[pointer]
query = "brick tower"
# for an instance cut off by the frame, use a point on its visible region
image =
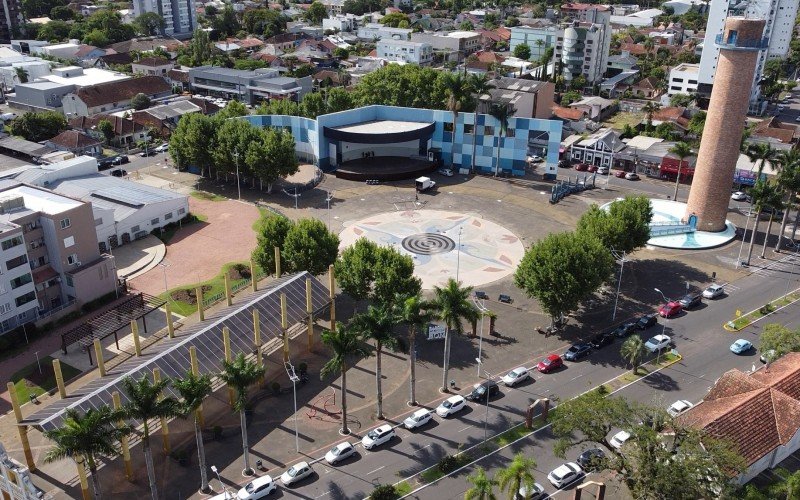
(739, 44)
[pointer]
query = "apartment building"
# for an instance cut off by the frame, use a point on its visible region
(49, 254)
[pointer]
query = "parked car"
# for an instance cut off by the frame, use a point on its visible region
(565, 474)
(516, 376)
(691, 300)
(257, 488)
(670, 309)
(478, 392)
(418, 419)
(713, 291)
(577, 351)
(451, 405)
(297, 472)
(591, 459)
(657, 343)
(378, 436)
(339, 453)
(618, 439)
(679, 407)
(601, 340)
(646, 321)
(741, 346)
(550, 363)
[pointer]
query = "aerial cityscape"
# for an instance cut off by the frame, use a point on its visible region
(423, 249)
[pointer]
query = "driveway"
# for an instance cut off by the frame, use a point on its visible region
(197, 252)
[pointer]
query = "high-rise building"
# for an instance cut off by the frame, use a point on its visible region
(739, 46)
(779, 16)
(179, 15)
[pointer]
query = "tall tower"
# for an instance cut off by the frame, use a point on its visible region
(739, 45)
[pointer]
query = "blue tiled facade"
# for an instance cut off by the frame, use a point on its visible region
(525, 136)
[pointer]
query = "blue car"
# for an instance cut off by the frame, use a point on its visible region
(741, 346)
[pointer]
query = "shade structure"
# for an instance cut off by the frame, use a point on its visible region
(171, 356)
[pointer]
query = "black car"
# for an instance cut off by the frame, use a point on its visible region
(592, 459)
(691, 300)
(577, 351)
(479, 391)
(601, 340)
(624, 329)
(647, 321)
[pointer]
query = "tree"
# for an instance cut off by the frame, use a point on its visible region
(347, 347)
(271, 233)
(240, 374)
(146, 401)
(378, 324)
(415, 314)
(107, 129)
(315, 13)
(682, 151)
(482, 486)
(150, 23)
(452, 306)
(519, 473)
(310, 246)
(624, 227)
(140, 102)
(194, 389)
(522, 51)
(563, 269)
(40, 126)
(632, 351)
(87, 437)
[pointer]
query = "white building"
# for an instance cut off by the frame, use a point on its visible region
(179, 15)
(683, 79)
(779, 16)
(405, 51)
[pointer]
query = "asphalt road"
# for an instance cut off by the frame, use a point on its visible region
(698, 336)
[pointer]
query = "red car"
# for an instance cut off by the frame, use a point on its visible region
(670, 309)
(550, 363)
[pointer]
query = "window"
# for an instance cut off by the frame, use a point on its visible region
(12, 242)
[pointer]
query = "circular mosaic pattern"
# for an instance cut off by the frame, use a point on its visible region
(428, 243)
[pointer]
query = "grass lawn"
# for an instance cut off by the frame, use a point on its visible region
(29, 381)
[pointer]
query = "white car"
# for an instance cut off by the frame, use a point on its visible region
(257, 488)
(451, 405)
(297, 472)
(657, 343)
(378, 436)
(566, 474)
(516, 376)
(713, 291)
(418, 419)
(618, 439)
(679, 407)
(339, 453)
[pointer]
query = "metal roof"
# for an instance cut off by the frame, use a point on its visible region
(171, 356)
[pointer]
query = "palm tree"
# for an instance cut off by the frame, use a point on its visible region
(146, 401)
(516, 475)
(415, 313)
(501, 112)
(452, 305)
(682, 151)
(194, 389)
(87, 437)
(240, 374)
(632, 351)
(378, 324)
(347, 346)
(482, 486)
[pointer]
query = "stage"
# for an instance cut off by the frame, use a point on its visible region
(384, 168)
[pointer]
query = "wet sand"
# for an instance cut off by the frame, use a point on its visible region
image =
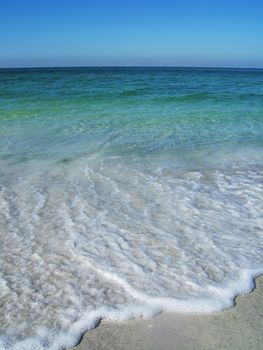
(238, 328)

§ **Work to do**
List every line in the lines above that contains the string "blue", matching case exactly.

§ **Solution for this problem**
query = "blue tiled facade"
query = "blue car"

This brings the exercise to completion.